_REQUIRED WORK:_
What is the number of lines in the data that contain "wave"? Respond with nothing else.

_RECORDS:_
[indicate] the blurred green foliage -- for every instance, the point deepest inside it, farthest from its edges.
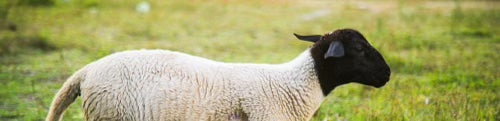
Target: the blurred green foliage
(444, 54)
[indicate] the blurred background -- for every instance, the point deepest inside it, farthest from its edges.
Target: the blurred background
(444, 54)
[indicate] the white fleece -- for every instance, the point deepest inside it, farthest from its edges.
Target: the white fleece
(165, 85)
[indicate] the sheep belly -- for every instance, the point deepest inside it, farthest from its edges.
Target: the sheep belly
(155, 85)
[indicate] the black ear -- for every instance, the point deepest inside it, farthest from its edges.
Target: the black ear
(309, 38)
(336, 49)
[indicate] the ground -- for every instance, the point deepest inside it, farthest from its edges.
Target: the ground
(443, 54)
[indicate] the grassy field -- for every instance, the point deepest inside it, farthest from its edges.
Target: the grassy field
(444, 54)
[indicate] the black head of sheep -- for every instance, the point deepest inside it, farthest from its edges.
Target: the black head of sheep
(345, 56)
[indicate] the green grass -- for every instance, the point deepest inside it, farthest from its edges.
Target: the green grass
(442, 52)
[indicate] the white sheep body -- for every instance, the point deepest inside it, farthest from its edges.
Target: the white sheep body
(167, 85)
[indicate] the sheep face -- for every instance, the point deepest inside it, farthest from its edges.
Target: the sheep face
(345, 56)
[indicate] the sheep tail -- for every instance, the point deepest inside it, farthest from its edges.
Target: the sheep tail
(66, 95)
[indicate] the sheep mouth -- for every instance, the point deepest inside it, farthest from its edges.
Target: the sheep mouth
(380, 81)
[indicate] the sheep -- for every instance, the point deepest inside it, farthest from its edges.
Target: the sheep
(167, 85)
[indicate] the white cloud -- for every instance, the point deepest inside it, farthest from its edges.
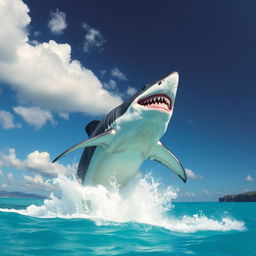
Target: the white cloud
(64, 115)
(34, 115)
(44, 74)
(130, 91)
(116, 73)
(110, 85)
(37, 33)
(6, 120)
(189, 194)
(36, 162)
(57, 23)
(37, 179)
(10, 176)
(192, 175)
(93, 38)
(249, 178)
(205, 191)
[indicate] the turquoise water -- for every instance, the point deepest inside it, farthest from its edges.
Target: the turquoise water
(59, 227)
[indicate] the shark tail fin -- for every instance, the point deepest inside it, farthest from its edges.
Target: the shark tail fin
(99, 140)
(163, 155)
(91, 127)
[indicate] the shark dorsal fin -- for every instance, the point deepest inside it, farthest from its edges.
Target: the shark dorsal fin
(90, 128)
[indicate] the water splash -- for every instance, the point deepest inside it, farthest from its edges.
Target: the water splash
(141, 201)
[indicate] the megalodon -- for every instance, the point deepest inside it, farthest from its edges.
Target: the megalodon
(128, 135)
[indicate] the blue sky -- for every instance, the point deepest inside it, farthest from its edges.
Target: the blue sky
(64, 64)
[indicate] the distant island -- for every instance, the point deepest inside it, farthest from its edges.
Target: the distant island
(244, 197)
(7, 194)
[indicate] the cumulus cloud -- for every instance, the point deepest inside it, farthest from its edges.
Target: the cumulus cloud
(130, 91)
(116, 73)
(57, 24)
(36, 162)
(192, 175)
(189, 194)
(45, 74)
(34, 116)
(64, 115)
(93, 38)
(7, 120)
(249, 178)
(110, 85)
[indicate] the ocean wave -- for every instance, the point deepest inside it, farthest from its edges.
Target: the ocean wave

_FINAL ANSWER:_
2